Items from a dataset
────────
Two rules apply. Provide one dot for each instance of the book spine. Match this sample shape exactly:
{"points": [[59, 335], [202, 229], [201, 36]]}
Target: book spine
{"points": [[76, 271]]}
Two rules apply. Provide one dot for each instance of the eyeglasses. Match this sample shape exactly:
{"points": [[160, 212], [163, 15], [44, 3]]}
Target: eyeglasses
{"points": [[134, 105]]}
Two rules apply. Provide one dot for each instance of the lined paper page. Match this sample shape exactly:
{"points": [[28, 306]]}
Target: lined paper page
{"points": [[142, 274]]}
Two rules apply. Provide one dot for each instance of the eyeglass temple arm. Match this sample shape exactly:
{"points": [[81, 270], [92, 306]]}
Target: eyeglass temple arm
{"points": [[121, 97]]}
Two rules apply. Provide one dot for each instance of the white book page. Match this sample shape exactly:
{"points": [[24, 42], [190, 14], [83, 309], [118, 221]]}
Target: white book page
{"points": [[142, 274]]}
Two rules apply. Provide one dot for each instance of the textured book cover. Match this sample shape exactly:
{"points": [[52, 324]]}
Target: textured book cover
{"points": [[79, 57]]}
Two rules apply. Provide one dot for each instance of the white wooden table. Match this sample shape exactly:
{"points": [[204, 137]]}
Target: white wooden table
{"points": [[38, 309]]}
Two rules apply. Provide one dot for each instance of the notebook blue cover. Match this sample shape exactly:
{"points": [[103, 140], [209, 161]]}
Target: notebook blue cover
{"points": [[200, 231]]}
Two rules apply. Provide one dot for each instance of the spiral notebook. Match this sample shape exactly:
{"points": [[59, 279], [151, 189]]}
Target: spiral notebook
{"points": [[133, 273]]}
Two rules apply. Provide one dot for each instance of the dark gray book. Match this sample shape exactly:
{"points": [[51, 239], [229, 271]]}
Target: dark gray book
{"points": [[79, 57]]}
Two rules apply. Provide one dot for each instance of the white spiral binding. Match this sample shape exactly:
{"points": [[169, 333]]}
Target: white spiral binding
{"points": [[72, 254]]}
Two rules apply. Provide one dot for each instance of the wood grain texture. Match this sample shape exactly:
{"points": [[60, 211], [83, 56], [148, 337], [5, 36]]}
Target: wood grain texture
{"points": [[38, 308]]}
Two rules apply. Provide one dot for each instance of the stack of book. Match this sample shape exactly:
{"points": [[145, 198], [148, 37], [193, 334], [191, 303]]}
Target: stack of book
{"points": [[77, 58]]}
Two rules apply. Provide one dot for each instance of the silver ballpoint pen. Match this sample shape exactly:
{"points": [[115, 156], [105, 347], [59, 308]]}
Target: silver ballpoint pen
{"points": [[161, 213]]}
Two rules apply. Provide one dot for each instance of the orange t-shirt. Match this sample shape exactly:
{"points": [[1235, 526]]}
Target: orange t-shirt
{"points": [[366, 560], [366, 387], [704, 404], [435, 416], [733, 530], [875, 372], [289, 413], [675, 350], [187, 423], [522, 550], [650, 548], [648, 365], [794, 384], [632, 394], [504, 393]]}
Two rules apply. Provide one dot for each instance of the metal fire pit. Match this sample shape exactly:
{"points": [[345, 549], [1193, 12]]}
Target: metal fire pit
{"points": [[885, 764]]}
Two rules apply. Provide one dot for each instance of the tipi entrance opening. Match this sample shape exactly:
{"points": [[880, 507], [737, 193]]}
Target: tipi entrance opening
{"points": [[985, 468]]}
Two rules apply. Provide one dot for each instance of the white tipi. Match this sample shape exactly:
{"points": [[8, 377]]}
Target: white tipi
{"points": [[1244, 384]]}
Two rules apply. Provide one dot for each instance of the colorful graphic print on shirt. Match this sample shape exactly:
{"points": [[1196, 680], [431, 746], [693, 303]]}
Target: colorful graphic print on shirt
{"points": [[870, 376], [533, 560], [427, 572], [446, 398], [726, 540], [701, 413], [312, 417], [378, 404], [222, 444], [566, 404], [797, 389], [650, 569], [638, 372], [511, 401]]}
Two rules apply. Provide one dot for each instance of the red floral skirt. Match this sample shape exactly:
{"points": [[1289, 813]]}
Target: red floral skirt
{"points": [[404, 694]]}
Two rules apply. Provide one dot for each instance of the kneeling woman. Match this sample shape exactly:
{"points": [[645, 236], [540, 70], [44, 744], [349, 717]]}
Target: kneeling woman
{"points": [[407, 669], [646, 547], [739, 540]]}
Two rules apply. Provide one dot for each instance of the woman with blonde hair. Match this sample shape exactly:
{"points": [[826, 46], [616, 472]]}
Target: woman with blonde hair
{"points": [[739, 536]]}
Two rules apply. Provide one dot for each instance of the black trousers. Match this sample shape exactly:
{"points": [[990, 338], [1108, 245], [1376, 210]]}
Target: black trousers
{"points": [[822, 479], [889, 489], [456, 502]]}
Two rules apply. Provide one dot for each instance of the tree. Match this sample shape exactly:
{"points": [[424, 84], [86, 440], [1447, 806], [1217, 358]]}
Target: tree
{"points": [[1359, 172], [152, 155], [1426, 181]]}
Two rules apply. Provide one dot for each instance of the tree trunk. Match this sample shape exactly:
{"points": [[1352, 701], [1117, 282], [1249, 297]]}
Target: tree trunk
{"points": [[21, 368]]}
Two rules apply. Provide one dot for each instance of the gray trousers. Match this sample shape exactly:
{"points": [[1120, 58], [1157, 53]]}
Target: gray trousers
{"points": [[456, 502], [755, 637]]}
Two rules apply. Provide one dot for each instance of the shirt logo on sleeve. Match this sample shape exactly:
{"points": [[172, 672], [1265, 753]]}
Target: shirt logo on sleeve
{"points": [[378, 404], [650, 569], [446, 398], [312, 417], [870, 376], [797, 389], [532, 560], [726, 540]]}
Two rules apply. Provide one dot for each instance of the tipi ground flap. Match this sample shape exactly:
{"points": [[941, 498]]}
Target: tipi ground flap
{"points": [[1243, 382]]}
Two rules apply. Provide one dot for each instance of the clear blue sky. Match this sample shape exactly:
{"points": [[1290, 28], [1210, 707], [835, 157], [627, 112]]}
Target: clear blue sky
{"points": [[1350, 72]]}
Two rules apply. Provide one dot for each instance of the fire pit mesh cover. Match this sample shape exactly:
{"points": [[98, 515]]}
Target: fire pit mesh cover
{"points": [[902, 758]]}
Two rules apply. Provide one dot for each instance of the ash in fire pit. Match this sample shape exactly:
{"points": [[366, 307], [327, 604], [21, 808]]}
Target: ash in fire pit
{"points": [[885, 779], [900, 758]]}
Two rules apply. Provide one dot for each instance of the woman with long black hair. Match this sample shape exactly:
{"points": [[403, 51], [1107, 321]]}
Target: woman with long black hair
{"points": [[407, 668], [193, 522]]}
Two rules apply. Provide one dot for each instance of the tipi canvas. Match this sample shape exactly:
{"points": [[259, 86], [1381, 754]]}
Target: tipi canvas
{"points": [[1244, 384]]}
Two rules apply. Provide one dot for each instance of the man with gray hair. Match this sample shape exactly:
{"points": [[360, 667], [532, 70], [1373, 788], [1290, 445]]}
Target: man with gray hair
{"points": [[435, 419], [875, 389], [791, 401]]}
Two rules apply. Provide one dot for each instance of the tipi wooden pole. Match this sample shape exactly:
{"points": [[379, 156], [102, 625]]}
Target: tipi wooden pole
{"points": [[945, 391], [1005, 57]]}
────────
• [The task]: Without changing a word, write out each entry again.

• [Written solution]:
Two rules apply. Provide one dot for each instance of the book spine. Match this sample shape exactly:
{"points": [[59, 335], [202, 229], [201, 36]]}
Target: book spine
{"points": [[76, 271]]}
Two rules apply. Provide one dot for each instance of the eyeglasses. Match this sample shape exactly:
{"points": [[160, 212], [163, 15], [44, 3]]}
Target: eyeglasses
{"points": [[134, 105]]}
Two rules apply. Provide one dot for each instance of the lined paper page. Match this sample shape exactly:
{"points": [[28, 306]]}
Target: lined paper page
{"points": [[142, 274]]}
Two rules apply. Provide one dot for each instance of the eyeglass temple arm. Match this sample shape exactly:
{"points": [[81, 270], [92, 306]]}
Target: eyeglass temple arm
{"points": [[121, 97]]}
Two rules apply. Provide one dot for each instance of the white book page. Match this sample shape exactly:
{"points": [[24, 42], [190, 14], [83, 309], [118, 221]]}
Target: white book page
{"points": [[142, 274]]}
Two rules apply. Provide one dot for each instance of the textured book cover. Match this sample shape exactly:
{"points": [[52, 324]]}
Target: textured book cover
{"points": [[79, 57]]}
Two rules apply. Provide one dot for each instance of the white wooden table. Match this sample shape exactly:
{"points": [[204, 137]]}
Target: white wooden table
{"points": [[38, 309]]}
Two rules apply. Provide one dot for each instance of the notebook blue cover. Match this sample shape exactly:
{"points": [[103, 140], [209, 161]]}
Target: notebook blue cover
{"points": [[200, 231]]}
Two rules apply. Provide one dot for each instance of the spiral notebook. Match this sample shape exactly:
{"points": [[59, 279], [151, 189]]}
Target: spiral notebook
{"points": [[133, 273]]}
Two rules apply. Provide one dot for each instance of the dark gray book. Match this sample shape exactly:
{"points": [[51, 239], [229, 271]]}
Target: dark gray book
{"points": [[79, 57]]}
Two rules apply. Provide one dot for each instance of the white spiral binding. Match this sample shape exactly:
{"points": [[169, 333]]}
Target: white spiral binding
{"points": [[72, 254]]}
Two rules apply. Provide one dot for each instance of the wood grain texture. Match this sample shape exactly:
{"points": [[60, 211], [83, 56], [148, 337], [5, 36]]}
Target: wood grain texture
{"points": [[38, 308]]}
Two rules apply. Provide one dot for each instance of the stack of book. Match this sample shape exactly:
{"points": [[145, 198], [148, 37], [193, 334], [191, 303]]}
Target: stack of book
{"points": [[77, 58]]}
Two rules apply. Provide one dot for each instance of the silver ballpoint pen. Match this sample shape exactly:
{"points": [[115, 156], [105, 347], [59, 308]]}
Target: silver ballpoint pen
{"points": [[161, 213]]}
Two rules apply. Provide one dot for each instance of the orange t-shirt. Match this sample shape exactly:
{"points": [[1235, 526]]}
Target: orange t-shirt
{"points": [[366, 560], [366, 387], [704, 404], [435, 416], [733, 530], [875, 372], [289, 413], [675, 350], [187, 423], [522, 550], [650, 548], [648, 365], [794, 384], [632, 394], [504, 393]]}
Two rules apply. Provide one dot for each instance of the metal fire pit. Match this sample shape exactly:
{"points": [[345, 549], [1193, 12]]}
Target: metal fire pit
{"points": [[885, 764]]}
Two rules apply. Provide one dot for each instance of the tipi entrance opening. Match this sample shape exactly:
{"points": [[880, 507], [737, 193]]}
Target: tipi entrance opening
{"points": [[985, 468]]}
Two rules apply. Provide one dot for each instance of the white tipi. Match this sample shape exactly:
{"points": [[8, 377]]}
Target: white tipi
{"points": [[1244, 384]]}
Two rules apply. Provide one dot for each instance of the colorful graphic print on shirt. Match this sample shape exactly:
{"points": [[1196, 680], [431, 746], [693, 303]]}
Target: colorful graphic print on shirt
{"points": [[870, 376], [533, 560], [427, 572], [446, 398], [726, 540], [701, 413], [312, 417], [378, 404], [222, 444], [566, 404], [797, 389], [650, 569], [638, 372], [511, 401]]}
Two rules apply. Provide one dot for each instance of the red floral skirt. Match this sample shape exactly:
{"points": [[1289, 813]]}
Target: red floral skirt
{"points": [[404, 694]]}
Two rules apply. Provide one dot for each instance of the kneeling woman. Match this sample shape exactly:
{"points": [[645, 236], [540, 70], [44, 744], [349, 717]]}
Target: kneeling woman
{"points": [[407, 669], [646, 547], [739, 540]]}
Two rules apply. Provide one dot for each instance of the woman with blonde hair. Match this sample shape exactly:
{"points": [[826, 46], [616, 472]]}
Target: woman with blonde hair
{"points": [[739, 536]]}
Two rules apply. Provide one dot for each instance of the black trousers. Match this sample shape exactly:
{"points": [[990, 338], [1108, 245], [1376, 210]]}
Target: black trousers
{"points": [[822, 479], [889, 489], [456, 502]]}
Two rules apply. Provide one dot for each instance of the tree. Match this sample shape exactly:
{"points": [[424, 84], [86, 440], [1447, 806], [1217, 358]]}
Target: tree
{"points": [[1359, 172], [152, 155], [1426, 181]]}
Two rules apply. Provide one dot for each instance of the tree trunk. Match this sample shape exactly:
{"points": [[1352, 701], [1117, 282], [1249, 297]]}
Target: tree trunk
{"points": [[21, 368]]}
Two rules apply. Provide one dot for each instance of the gray trousers. Match this sample shape exactly:
{"points": [[1120, 58], [1157, 53]]}
Target: gray trousers
{"points": [[456, 502], [755, 637]]}
Two rules apply. Provide one dot for each instance of the shirt logo on sleeve. Match this sample shape exactly:
{"points": [[172, 672], [1265, 753]]}
Target: shirt logo on sleeve
{"points": [[378, 404], [650, 569], [446, 398], [312, 417], [870, 376], [797, 389], [532, 560], [726, 540]]}
Two rules apply. Provide one dot for each instance of the tipi ground flap. Match this sample shape exactly:
{"points": [[941, 498]]}
Target: tipi ground flap
{"points": [[1243, 382]]}
Two rules apply. Provide one dot for each instance of the clear blue sky. Match this sample shape exactly:
{"points": [[1290, 28], [1210, 707], [835, 157], [627, 112]]}
Target: clear blue sky
{"points": [[1350, 72]]}
Two rules apply. Provide one dot for each instance of the fire pit mesh cover. Match this sample shape exactly:
{"points": [[98, 515]]}
Target: fire pit mesh cover
{"points": [[902, 758]]}
Two rules apply. Provide one dot for each instance of the ash in fire pit. Match this sample shape exactly:
{"points": [[366, 307], [327, 604], [21, 808]]}
Target: ash in fire pit
{"points": [[885, 779], [900, 758]]}
Two rules apply. Provide one dot for each instance of the woman with long black hair. Match this sample shape exactly:
{"points": [[403, 51], [1107, 321]]}
Target: woman with long black hair
{"points": [[407, 668], [193, 522]]}
Two rules apply. Provide one dot for each instance of the tipi canvas. Match this sample shape exactly:
{"points": [[259, 86], [1381, 754]]}
Target: tipi canvas
{"points": [[1244, 384]]}
Two rules apply. Provide one dot for each instance of the man with gray hair. Match this sample shape exactly:
{"points": [[360, 667], [532, 70], [1373, 788], [1290, 445]]}
Target: man with gray hair
{"points": [[435, 419], [875, 389], [791, 401]]}
Two rules apply. Provide one dot for each instance of the tipi wooden pole. Match this sample shape exactly:
{"points": [[379, 156], [102, 625]]}
Target: tipi wooden pole
{"points": [[945, 391], [1005, 57]]}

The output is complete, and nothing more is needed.